■ WHAT THE TASK REQUIRES:
Since the pictures are not wanted, reproduce only the rest of the records, exactly as given.

■ ■ ■ ■ ■ ■ ■

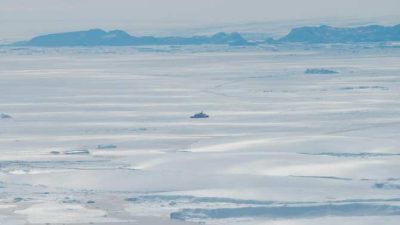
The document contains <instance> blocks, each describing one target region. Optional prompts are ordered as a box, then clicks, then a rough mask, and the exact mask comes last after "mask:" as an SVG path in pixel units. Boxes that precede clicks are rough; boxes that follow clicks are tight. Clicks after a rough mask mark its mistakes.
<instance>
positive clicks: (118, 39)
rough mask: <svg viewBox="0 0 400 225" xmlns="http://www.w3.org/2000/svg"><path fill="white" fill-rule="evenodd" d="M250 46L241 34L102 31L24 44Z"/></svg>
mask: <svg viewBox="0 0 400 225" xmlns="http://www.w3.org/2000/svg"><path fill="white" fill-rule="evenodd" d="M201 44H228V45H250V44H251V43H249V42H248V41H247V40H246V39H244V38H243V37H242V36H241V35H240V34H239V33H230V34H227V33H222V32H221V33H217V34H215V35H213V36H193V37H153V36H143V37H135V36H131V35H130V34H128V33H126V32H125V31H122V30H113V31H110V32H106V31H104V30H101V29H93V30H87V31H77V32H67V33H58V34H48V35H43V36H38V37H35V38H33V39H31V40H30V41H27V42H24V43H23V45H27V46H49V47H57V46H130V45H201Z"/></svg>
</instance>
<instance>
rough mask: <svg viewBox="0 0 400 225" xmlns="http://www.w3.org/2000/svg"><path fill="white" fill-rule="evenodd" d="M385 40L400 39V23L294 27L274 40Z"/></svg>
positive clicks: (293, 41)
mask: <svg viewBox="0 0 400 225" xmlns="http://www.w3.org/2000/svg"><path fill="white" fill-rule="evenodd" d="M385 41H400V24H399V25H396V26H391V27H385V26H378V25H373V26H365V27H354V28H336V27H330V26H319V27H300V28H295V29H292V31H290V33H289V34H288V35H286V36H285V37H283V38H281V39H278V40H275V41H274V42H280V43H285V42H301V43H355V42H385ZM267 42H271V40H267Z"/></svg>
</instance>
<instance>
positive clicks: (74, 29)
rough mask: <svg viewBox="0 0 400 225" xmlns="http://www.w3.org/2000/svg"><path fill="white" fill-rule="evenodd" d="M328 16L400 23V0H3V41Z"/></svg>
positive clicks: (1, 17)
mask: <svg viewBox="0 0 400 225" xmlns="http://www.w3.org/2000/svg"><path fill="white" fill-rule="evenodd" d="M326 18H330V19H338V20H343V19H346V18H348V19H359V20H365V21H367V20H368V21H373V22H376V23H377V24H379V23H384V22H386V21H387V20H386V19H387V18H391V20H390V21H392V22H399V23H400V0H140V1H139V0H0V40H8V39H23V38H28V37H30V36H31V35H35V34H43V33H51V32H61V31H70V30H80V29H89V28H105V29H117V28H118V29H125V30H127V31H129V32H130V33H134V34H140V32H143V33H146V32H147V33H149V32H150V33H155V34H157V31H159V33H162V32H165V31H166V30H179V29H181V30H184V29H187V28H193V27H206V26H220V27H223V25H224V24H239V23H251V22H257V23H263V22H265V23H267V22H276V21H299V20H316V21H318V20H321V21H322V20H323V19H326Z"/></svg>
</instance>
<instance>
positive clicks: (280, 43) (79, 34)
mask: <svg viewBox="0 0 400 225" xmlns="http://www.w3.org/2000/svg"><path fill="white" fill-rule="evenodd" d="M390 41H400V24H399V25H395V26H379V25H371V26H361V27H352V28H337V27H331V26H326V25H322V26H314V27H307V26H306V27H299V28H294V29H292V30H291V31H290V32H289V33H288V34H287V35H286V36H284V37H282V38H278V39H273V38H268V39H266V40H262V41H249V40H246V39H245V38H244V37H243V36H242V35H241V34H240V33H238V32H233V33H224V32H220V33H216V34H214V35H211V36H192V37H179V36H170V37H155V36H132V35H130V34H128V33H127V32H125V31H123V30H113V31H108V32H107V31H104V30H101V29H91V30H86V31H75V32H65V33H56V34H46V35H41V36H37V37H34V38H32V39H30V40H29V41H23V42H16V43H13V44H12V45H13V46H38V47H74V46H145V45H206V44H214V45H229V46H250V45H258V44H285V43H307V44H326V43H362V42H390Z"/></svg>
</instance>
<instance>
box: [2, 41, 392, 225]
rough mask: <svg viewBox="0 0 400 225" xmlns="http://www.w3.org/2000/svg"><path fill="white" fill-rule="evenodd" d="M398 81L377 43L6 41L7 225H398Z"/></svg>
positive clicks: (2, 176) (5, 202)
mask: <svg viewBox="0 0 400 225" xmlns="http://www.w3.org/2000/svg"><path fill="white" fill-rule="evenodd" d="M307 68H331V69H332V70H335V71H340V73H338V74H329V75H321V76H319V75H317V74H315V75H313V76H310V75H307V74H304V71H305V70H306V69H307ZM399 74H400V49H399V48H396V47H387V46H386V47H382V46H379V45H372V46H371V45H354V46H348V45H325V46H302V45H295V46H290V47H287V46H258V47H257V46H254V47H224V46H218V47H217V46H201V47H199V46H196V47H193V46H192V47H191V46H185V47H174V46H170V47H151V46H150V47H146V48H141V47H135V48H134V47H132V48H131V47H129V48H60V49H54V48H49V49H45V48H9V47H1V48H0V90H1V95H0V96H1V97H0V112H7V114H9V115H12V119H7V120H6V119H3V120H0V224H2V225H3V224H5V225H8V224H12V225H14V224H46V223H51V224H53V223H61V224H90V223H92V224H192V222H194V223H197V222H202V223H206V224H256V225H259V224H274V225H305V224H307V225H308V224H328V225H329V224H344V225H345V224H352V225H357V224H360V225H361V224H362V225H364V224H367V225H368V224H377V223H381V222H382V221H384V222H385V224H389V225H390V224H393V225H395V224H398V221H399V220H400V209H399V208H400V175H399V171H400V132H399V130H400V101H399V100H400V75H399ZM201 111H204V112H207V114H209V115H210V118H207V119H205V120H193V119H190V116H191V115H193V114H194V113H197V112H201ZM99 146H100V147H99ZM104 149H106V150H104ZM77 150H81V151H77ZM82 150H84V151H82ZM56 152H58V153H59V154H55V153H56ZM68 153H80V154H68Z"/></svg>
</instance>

■ ■ ■ ■ ■ ■ ■

■ OUTPUT:
The document contains <instance> blocks, each describing one target region. Optional prompts are ordered as a box, then clicks, then a rough mask, and the exact mask comes last after "mask:" as an SVG path in pixel units. Boxes that precede clicks are rough; boxes that follow clicks are tight. Clicks after a rough mask mark its mistakes.
<instance>
positive clicks: (118, 39)
rough mask: <svg viewBox="0 0 400 225" xmlns="http://www.w3.org/2000/svg"><path fill="white" fill-rule="evenodd" d="M250 46L241 34L102 31L24 44Z"/></svg>
mask: <svg viewBox="0 0 400 225" xmlns="http://www.w3.org/2000/svg"><path fill="white" fill-rule="evenodd" d="M201 44H228V45H250V44H251V43H249V42H248V41H247V40H246V39H244V38H243V37H242V36H241V35H240V34H239V33H230V34H227V33H222V32H221V33H217V34H215V35H213V36H193V37H153V36H143V37H135V36H131V35H130V34H128V33H126V32H125V31H122V30H113V31H110V32H106V31H104V30H101V29H93V30H87V31H77V32H67V33H58V34H48V35H43V36H38V37H35V38H33V39H31V40H30V41H27V42H24V43H23V45H27V46H49V47H57V46H130V45H201Z"/></svg>
</instance>
<instance>
rough mask: <svg viewBox="0 0 400 225" xmlns="http://www.w3.org/2000/svg"><path fill="white" fill-rule="evenodd" d="M385 40L400 39V23L294 27L274 40Z"/></svg>
positive clicks: (293, 41)
mask: <svg viewBox="0 0 400 225" xmlns="http://www.w3.org/2000/svg"><path fill="white" fill-rule="evenodd" d="M385 41H400V24H399V25H396V26H391V27H385V26H378V25H373V26H365V27H354V28H336V27H330V26H319V27H300V28H295V29H292V31H290V33H289V34H288V35H286V36H285V37H283V38H281V39H278V40H275V41H274V42H280V43H285V42H301V43H355V42H385ZM267 42H271V40H267Z"/></svg>
</instance>
<instance>
positive clicks: (74, 29)
rough mask: <svg viewBox="0 0 400 225" xmlns="http://www.w3.org/2000/svg"><path fill="white" fill-rule="evenodd" d="M328 16L400 23V0H3V41Z"/></svg>
positive clicks: (1, 17)
mask: <svg viewBox="0 0 400 225" xmlns="http://www.w3.org/2000/svg"><path fill="white" fill-rule="evenodd" d="M326 18H330V19H338V20H343V19H346V18H348V19H359V20H365V21H367V20H368V21H373V22H376V23H377V24H379V23H384V22H386V21H387V20H386V19H387V18H391V20H390V21H392V22H399V23H400V0H140V1H139V0H0V40H8V39H23V38H28V37H30V36H31V35H35V34H43V33H51V32H61V31H70V30H80V29H89V28H105V29H117V28H118V29H125V30H127V31H129V32H130V33H134V34H140V32H143V33H146V32H147V33H149V32H150V33H155V34H157V31H159V33H162V32H165V31H166V30H179V29H181V30H184V29H187V28H193V27H206V26H220V27H223V25H224V24H239V23H251V22H257V23H263V22H265V23H267V22H276V21H299V20H316V21H318V20H321V21H322V20H323V19H326Z"/></svg>
</instance>
<instance>
positive clicks: (280, 43) (79, 34)
mask: <svg viewBox="0 0 400 225" xmlns="http://www.w3.org/2000/svg"><path fill="white" fill-rule="evenodd" d="M390 41H400V24H399V25H395V26H379V25H371V26H361V27H352V28H337V27H331V26H326V25H322V26H314V27H307V26H306V27H299V28H294V29H292V30H291V31H290V32H289V33H288V34H287V35H286V36H284V37H282V38H278V39H273V38H268V39H266V40H262V41H249V40H246V39H245V38H244V37H243V36H242V35H241V34H240V33H238V32H233V33H224V32H220V33H216V34H214V35H211V36H192V37H179V36H170V37H155V36H132V35H130V34H128V33H127V32H125V31H123V30H113V31H108V32H107V31H104V30H101V29H91V30H86V31H75V32H65V33H56V34H46V35H41V36H37V37H34V38H32V39H30V40H29V41H23V42H16V43H13V44H12V45H13V46H38V47H74V46H145V45H206V44H214V45H229V46H250V45H258V44H285V43H307V44H326V43H362V42H390Z"/></svg>
</instance>
<instance>
box: [2, 41, 392, 225]
rough mask: <svg viewBox="0 0 400 225" xmlns="http://www.w3.org/2000/svg"><path fill="white" fill-rule="evenodd" d="M398 81L377 43L6 41L7 225H398Z"/></svg>
positive clicks: (2, 176) (5, 202)
mask: <svg viewBox="0 0 400 225" xmlns="http://www.w3.org/2000/svg"><path fill="white" fill-rule="evenodd" d="M307 68H331V69H332V70H335V71H340V73H338V74H329V75H321V76H319V75H317V74H315V75H313V76H310V75H307V74H304V71H305V70H306V69H307ZM399 74H400V49H399V48H396V47H387V46H386V47H382V46H379V45H372V46H371V45H354V46H348V45H325V46H302V45H295V46H290V47H287V46H258V47H257V46H254V47H224V46H218V47H217V46H201V47H199V46H196V47H193V46H192V47H191V46H185V47H174V46H170V47H151V46H150V47H146V48H141V47H135V48H134V47H132V48H131V47H129V48H60V49H54V48H49V49H45V48H9V47H1V48H0V90H1V95H0V96H1V97H0V112H7V114H9V115H12V119H7V120H6V119H3V120H0V224H2V225H3V224H5V225H8V224H12V225H14V224H46V223H51V224H53V223H61V224H90V223H92V224H192V222H194V223H197V222H202V223H206V224H256V225H259V224H274V225H305V224H307V225H308V224H328V225H329V224H344V225H345V224H352V225H357V224H360V225H361V224H362V225H364V224H367V225H368V224H377V223H381V222H382V221H384V222H385V224H389V225H390V224H393V225H395V224H398V221H399V220H400V209H399V208H400V175H399V171H400V132H399V130H400V101H399V100H400V75H399ZM201 111H204V112H207V114H209V115H210V118H207V119H205V120H193V119H190V116H191V115H193V114H194V113H197V112H201ZM99 146H100V147H99ZM104 149H106V150H104ZM77 150H81V151H77ZM82 150H84V151H82ZM56 152H58V153H59V154H55V153H56ZM68 153H80V154H68Z"/></svg>
</instance>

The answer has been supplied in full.